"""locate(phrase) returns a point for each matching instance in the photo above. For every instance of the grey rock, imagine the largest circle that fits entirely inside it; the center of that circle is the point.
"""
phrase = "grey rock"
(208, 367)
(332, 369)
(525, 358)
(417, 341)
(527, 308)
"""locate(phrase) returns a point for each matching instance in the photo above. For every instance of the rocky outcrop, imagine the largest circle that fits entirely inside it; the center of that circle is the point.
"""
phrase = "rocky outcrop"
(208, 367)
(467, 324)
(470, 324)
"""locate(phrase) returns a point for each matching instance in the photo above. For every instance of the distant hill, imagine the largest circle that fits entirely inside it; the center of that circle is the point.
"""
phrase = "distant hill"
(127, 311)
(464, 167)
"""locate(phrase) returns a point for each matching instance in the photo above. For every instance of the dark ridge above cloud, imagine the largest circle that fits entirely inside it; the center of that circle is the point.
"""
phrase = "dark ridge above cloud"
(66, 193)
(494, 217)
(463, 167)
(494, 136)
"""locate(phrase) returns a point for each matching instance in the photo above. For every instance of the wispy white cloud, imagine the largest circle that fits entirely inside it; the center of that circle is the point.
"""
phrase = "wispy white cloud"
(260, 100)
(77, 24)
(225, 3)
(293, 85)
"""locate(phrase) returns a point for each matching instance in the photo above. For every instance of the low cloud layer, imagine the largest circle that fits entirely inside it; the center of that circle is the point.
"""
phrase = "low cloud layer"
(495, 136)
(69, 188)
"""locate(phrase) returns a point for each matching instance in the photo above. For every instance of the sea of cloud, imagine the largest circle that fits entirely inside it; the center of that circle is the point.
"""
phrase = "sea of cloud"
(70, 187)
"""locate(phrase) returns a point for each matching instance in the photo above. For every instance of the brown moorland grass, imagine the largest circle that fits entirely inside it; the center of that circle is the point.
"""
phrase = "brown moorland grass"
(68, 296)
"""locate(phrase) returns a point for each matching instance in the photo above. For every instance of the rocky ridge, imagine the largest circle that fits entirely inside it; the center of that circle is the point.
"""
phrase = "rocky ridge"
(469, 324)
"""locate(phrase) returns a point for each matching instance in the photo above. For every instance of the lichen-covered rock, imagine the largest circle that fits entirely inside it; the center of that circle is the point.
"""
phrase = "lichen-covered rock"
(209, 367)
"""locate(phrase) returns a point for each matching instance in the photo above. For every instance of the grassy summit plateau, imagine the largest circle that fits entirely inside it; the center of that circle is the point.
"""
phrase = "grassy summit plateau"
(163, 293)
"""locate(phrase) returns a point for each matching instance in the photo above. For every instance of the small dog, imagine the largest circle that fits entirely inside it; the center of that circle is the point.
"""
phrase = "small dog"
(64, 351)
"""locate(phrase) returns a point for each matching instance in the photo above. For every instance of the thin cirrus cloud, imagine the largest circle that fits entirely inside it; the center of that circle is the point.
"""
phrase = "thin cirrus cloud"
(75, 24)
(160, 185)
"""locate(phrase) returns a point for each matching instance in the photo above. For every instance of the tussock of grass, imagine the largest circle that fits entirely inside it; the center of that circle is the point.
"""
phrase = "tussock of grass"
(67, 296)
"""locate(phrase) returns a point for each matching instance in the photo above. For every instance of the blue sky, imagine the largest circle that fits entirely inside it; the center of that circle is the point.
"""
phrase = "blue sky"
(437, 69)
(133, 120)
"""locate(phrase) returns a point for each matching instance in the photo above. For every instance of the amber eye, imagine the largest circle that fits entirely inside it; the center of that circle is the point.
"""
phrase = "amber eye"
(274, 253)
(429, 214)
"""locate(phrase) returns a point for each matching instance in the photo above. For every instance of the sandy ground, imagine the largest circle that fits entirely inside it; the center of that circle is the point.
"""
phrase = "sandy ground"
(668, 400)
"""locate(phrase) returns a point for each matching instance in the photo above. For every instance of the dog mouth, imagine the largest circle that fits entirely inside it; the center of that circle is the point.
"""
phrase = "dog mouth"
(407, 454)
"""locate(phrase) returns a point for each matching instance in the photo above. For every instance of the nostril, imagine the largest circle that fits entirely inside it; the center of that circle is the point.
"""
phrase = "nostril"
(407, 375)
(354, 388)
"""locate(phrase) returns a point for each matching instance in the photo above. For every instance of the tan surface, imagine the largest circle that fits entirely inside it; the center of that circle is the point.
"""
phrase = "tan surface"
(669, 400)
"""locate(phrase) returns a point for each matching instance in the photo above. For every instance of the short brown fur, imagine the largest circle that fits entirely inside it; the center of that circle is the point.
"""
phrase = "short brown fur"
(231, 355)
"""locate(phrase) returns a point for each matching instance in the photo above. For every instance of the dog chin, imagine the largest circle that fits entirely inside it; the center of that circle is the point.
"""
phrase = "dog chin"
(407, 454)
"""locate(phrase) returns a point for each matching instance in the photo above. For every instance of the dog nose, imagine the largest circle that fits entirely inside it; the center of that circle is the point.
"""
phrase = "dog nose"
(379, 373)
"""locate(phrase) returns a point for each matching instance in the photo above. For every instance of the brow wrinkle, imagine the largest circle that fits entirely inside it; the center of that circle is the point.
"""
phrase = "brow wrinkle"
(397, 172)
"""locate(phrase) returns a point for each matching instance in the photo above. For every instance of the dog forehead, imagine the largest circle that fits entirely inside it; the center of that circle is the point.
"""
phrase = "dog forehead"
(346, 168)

TASK DESCRIPTION:
Reproduce the entire listing. Keep every word as it is.

RESPONSE:
"""locate(phrase) returns a point for each matching instance in the photo above. For every instance of the grey rock, imagine the largest circle that fits entirely inside it; the center of that circle is the point.
"""
phrase = "grey rock"
(208, 367)
(332, 369)
(525, 358)
(417, 341)
(527, 308)
"""locate(phrase) returns a point for each matching instance in the photo above. For every instance of the rocky outcrop, imagine the largest circle that fits entirely inside it; the center of that circle is the point.
"""
phrase = "rocky outcrop"
(208, 367)
(467, 324)
(470, 324)
"""locate(phrase) returns a point for each matching instance in the photo above. For every instance of the distant hill, imagine the largest circle that fits entirely inside it; the center of that circle is the point.
"""
phrase = "distant hill"
(127, 311)
(464, 167)
"""locate(phrase) returns a point for each matching instance in the photo above. For every instance of the dark ridge above cloud, imagine the largest circle that fits entirely inside it; the center of that circle is the point.
"""
phrase = "dark ridge above cloud"
(66, 193)
(494, 217)
(463, 167)
(494, 136)
"""locate(phrase) returns a point for each matching instance in the photo above. For every instance of the wispy white cloud, imagine the largest circle that fits entirely inside it; the center of that circle is the point.
"""
phrase = "wispy white cloud"
(260, 100)
(77, 24)
(225, 3)
(293, 85)
"""locate(phrase) returns a point for each matching instance in the photo above. For every instance of the low cloud layer, imagine the largest circle that fits entirely inside it; the center of that circle is the point.
"""
phrase = "low cloud layer"
(495, 136)
(69, 188)
"""locate(phrase) returns a point for each matching instance in the photo above. For every instance of the sea of cloud, imagine the largest circle that fits entirely inside it; the center of that circle is the point.
"""
phrase = "sea of cloud"
(70, 187)
"""locate(phrase) returns a point for each matching instance in the photo above. For every instance of the brown moorland grass, imagine the largest circle that fits entirely inside it; the center of that circle is the point.
"""
phrase = "brown moorland grass"
(68, 296)
"""locate(phrase) returns a point for each matching instance in the photo above. For every instance of the rocky ridge, imagine the largest circle that fits entirely inside it; the center of that circle is the point.
"""
phrase = "rocky ridge"
(469, 324)
"""locate(phrase) returns a point for each matching instance in the photo above. For every instance of the lichen-covered rock, imagine the largest circle that fits entirely inside it; the center of that circle is the point.
"""
phrase = "lichen-covered rock"
(209, 367)
"""locate(phrase) returns a point for each matching instance in the photo above. For every instance of the grassy summit plateau, imagine the largest circle that fits entirely inside it; the center of that circle is the point.
"""
phrase = "grassy summit plateau"
(163, 293)
"""locate(phrase) returns a point for each matching instance in the photo above. For every instance of the small dog, imagine the largest circle that fits entirely inside it; the center of that circle is the point.
"""
phrase = "small dog"
(64, 351)
"""locate(phrase) returns a point for each matching instance in the photo above. For every instance of the thin cirrus cloud, imagine the largest circle that fits entirely inside it; the center of that circle is the point.
"""
phrase = "thin cirrus cloud"
(75, 24)
(160, 185)
"""locate(phrase) returns a point for each matching instance in the photo above. For every instance of the tussock of grass, imagine the largest circle that fits entirely inside it; the center of that circle is the point.
"""
phrase = "tussock of grass"
(67, 296)
"""locate(phrase) returns a point for each matching instance in the photo above. For every instance of the blue sky, imagine the largest circle that fits entirely inside it; the center of that circle is the point.
"""
phrase = "blue sky"
(437, 69)
(133, 120)
"""locate(phrase) returns a point for each matching instance in the photo above. For every instance of the amber eye, imagine the largest circle that fits entirely inside it; the center of that circle is the point.
"""
phrase = "amber eye"
(274, 253)
(429, 214)
"""locate(phrase) returns a point for each matching instance in the photo above. For every instance of the sandy ground, imagine the largest circle that fits entirely inside it; the center of that circle is the point.
"""
phrase = "sandy ground"
(668, 400)
"""locate(phrase) returns a point for each matching instance in the photo above. For every instance of the dog mouth, imagine the largest circle that fits entirely inside it; the center of that circle is the point.
"""
phrase = "dog mouth"
(407, 454)
"""locate(phrase) returns a point for each matching instance in the photo above. For every instance of the nostril, imagine the largest circle that fits entirely inside it; the center of that circle is the point.
"""
phrase = "nostril"
(407, 375)
(354, 388)
"""locate(phrase) returns a point for each matching instance in the photo above. For every instance of the tan surface, imagine the largest circle that fits entirely inside it; the center of that circle is the point.
"""
phrase = "tan surface"
(669, 400)
"""locate(phrase) returns a point for each matching instance in the photo above. For every instance of the short brown fur, imagine the largest circle that fits entirely inside it; the center of that circle is the point.
"""
phrase = "short brown fur"
(231, 355)
"""locate(phrase) returns a point for each matching instance in the photo above. For every instance of the dog chin, imagine the largest circle that fits entirely inside it; the center of that circle is the point.
"""
phrase = "dog chin"
(407, 454)
"""locate(phrase) returns a point for each matching instance in the photo above. For every instance of the dog nose, imagine the largest circle that fits entirely inside it; the center of that circle is the point.
"""
phrase = "dog nose"
(379, 373)
"""locate(phrase) returns a point for each matching instance in the photo above. For every instance of the brow wrinkle, imagine the largest circle that fits entirely inside it; the center of that circle is the point.
"""
phrase = "brow wrinkle"
(397, 172)
"""locate(phrase) returns a point for each matching instance in the photo above. For every instance of the dog forehead, imagine the largest circle that fits entirely inside it; the center of that circle is the point.
"""
phrase = "dog forehead"
(346, 168)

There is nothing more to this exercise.